DOCUMENT SECTION
......

Corbin et al. then applied a multivariable linear regression model adjusted for study center, age, and sex and compared metabolic profiles between timepoints for each group. For most metabolites there was little difference between groups at baseline. However, at the 12-month timepoint the intervention had directly altered 26% of the metabolites identified by NMR and 12% of the metabolites identified by LC-MS. These results identified a separation between study participants according to their allocation to the intervention or control arm of the trial and remission status (Figure 1).

The metabolic differences between the study groups included decreased phosphatidylethanolamines, branched-chain amino acids (BCAAs), sugars (e.g., glucose, fructose, mannose), and a decrease in the relative abundance of triglycerides to total lipids. Conversely, increases were observed in lipids, including sphingolipids and plasmalogens, as well as metabolites related to glycine, serine, and threonine metabolism, and those involved in the urea cycle (i.e., arginine and proline metabolism). There was also an increase in the ratios of cholesterol/cholesteryl esters to total lipids and polyunsaturated fatty acids to total fatty acids. The metabolic profile observed at 12 months strongly correlated with weight loss and a change in HbA1c. Results also showed subtle differences in the metabolomes of those who achieved remission and those who did not despite similar levels of weight loss, with those who achieved remission showing greater decreases in glucose, fructose, and mannose.

......

MATERIAL SUPPLIED
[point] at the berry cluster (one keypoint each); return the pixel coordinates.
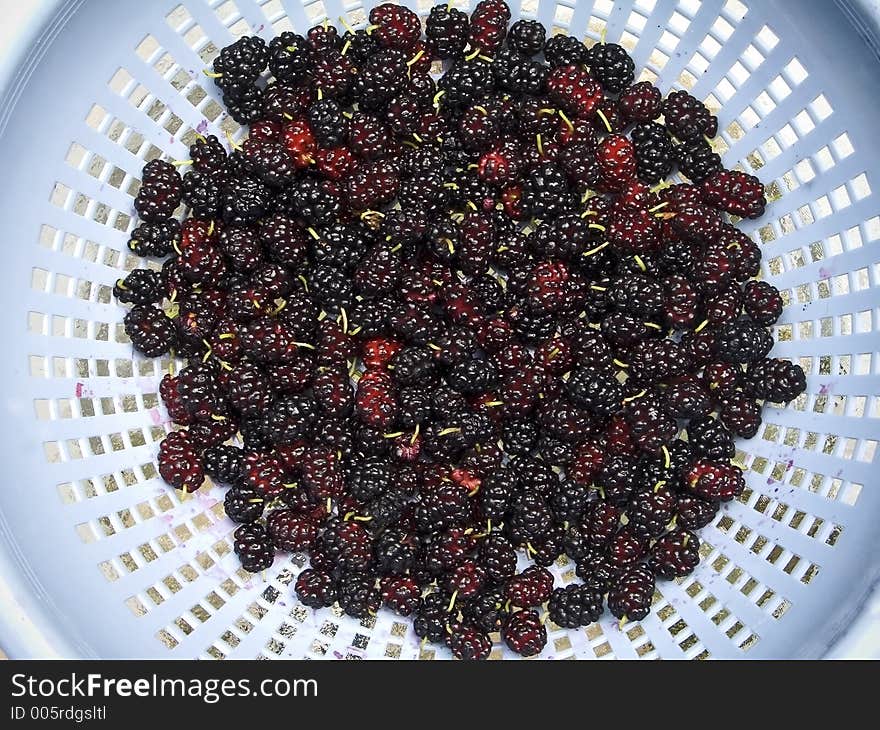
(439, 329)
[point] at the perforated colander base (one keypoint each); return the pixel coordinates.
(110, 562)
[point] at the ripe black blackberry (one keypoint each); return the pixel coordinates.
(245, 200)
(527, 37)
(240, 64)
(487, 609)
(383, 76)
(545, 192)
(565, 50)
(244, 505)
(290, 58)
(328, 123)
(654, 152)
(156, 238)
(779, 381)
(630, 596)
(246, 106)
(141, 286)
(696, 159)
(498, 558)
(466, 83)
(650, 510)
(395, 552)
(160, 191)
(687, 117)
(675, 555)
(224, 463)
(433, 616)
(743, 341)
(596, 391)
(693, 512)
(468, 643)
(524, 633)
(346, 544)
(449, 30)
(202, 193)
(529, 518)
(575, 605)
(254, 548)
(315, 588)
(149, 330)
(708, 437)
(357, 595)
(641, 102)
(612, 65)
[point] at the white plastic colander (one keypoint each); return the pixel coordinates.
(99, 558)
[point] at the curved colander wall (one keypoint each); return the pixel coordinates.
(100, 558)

......

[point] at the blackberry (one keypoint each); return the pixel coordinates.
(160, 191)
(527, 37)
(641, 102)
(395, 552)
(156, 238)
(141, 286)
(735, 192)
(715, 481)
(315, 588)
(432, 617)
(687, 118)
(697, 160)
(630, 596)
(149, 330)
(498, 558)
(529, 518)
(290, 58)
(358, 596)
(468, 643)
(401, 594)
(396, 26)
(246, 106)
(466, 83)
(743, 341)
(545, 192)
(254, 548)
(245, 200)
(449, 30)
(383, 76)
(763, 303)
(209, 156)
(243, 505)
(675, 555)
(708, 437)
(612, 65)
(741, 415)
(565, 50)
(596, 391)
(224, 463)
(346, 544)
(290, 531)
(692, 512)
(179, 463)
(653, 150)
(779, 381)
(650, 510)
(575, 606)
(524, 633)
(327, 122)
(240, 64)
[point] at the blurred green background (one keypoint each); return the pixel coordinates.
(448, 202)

......

WORK TASK A
List the factors that the regression model in the metabolomics passage was adjusted for.
WORK TASK B
Rewrite the stretch of the metabolomics passage from "Corbin et al." through "status (Figure 1).", swapping "participants" for "subjects".
The records have no connection to the metabolomics passage.

OUTPUT A
study center, age, sex

OUTPUT B
Corbin et al. then applied a multivariable linear regression model adjusted for study center, age, and sex and compared metabolic profiles between timepoints for each group. For most metabolites there was little difference between groups at baseline. However, at the 12-month timepoint the intervention had directly altered 26% of the metabolites identified by NMR and 12% of the metabolites identified by LC-MS. These results identified a separation between study subjects according to their allocation to the intervention or control arm of the trial and remission status (Figure 1).